**PROBLEM DESCRIPTION**. Each line of the data below must be reproduced without any change.
EXTRACTED ENTRIES below:
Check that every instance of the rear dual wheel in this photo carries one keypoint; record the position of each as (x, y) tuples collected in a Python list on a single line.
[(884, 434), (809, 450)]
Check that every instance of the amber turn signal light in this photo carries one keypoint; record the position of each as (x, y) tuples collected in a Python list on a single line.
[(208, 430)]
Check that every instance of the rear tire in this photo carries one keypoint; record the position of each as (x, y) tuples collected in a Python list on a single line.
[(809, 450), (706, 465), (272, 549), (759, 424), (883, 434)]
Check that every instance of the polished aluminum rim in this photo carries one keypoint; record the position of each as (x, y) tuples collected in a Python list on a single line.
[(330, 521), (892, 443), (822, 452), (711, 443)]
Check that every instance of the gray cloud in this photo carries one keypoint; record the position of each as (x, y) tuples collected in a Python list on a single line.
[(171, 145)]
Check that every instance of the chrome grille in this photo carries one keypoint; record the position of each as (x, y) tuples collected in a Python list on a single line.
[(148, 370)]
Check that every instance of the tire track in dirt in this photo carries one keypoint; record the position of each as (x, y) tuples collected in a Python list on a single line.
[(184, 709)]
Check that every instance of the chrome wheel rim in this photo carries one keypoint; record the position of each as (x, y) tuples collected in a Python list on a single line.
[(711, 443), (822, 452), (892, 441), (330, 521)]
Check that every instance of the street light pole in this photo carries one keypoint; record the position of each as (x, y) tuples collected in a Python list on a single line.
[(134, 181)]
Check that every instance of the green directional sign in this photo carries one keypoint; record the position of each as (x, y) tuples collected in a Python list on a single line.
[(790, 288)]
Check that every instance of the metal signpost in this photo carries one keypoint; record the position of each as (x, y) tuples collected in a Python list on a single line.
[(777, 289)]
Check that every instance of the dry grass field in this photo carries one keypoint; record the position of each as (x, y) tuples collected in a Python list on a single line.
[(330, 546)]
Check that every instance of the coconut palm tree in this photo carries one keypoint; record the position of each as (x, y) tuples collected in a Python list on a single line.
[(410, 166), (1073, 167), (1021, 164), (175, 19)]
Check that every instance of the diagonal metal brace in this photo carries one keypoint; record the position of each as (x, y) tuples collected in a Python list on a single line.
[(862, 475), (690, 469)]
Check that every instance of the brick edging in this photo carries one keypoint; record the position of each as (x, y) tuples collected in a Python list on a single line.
End of EXTRACTED ENTRIES.
**ANSWER TO THIS TASK**.
Check that every instance of the rear dual wheel in this photo carries one keypoint; record the position of each as (x, y) tuples collected in a Python list on a single line.
[(884, 434), (809, 450)]
Check that every instance of the amber turn signal light in this photo carries one keypoint; record the position of each as (x, y) tuples collected in a Python list on a single line.
[(208, 430)]
Check that every instance of the rear tire in this photo carries one keypoint; record the position of each as (x, y) tuples collected in a Python list on a single line.
[(809, 450), (706, 465), (272, 549), (759, 424), (883, 434)]
Check that every instance of the polished aluminum rim in this photo carries one keypoint; record the position of each as (x, y) tuples collected in a Python list on a single line.
[(330, 521), (892, 443), (822, 452), (711, 443)]
Check that every instance of the gray cloud in this photo carries one keypoint; record the position of each as (x, y) tuples collected in a Python list on a single line.
[(171, 145)]
Check that every instance of the chrome grille in this photo carries one keypoint; record the position of each as (x, y) tuples collected in a Python list on a single line.
[(148, 370)]
Check that every instance of the tire track in dirt in this photo carries one keypoint; record the position of each as (x, y) tuples collected in a Python list on a single line.
[(184, 709)]
Check that every instance of the chrome wheel rim in this photo carries one keypoint; record the position of each as (x, y) tuples collected in a Python list on a single line.
[(711, 443), (822, 452), (892, 441), (330, 521)]
Check that every instance of the street light pole in this photo carries one keypoint; record the position of each as (x, y) tuples collected in a Python list on a single line.
[(134, 181)]
Check that every instance of the green directional sign in this photo carries one keypoint; record the position of each as (x, y) tuples collected in a Python list on a single line.
[(790, 288)]
Check that every instance of the metal signpost in this photo carries one keypoint; record the position of each as (x, y) tuples collected in a Python list on a single line.
[(777, 289)]
Check that every instance of the dry grass field in this photo carries one keypoint; record the position of each as (x, y) tuples collected in a Python list on a single line.
[(330, 546)]
Check that every instance of the coconut palm tree in this photo carries one keypoint; record the position of each as (x, y) tuples collected in a Python list on a single line.
[(410, 166), (1073, 167), (1021, 164), (175, 19)]
Check that every instance of the diagonal metal brace in this photo carries one keypoint; record the position of each as (x, y) tuples collected in a Python list on a single line.
[(862, 475), (690, 469)]
Check that every instance of the brick edging in this photo carries one keypoint; record the position of each as (x, y) tuples collected in a Python list on a single line.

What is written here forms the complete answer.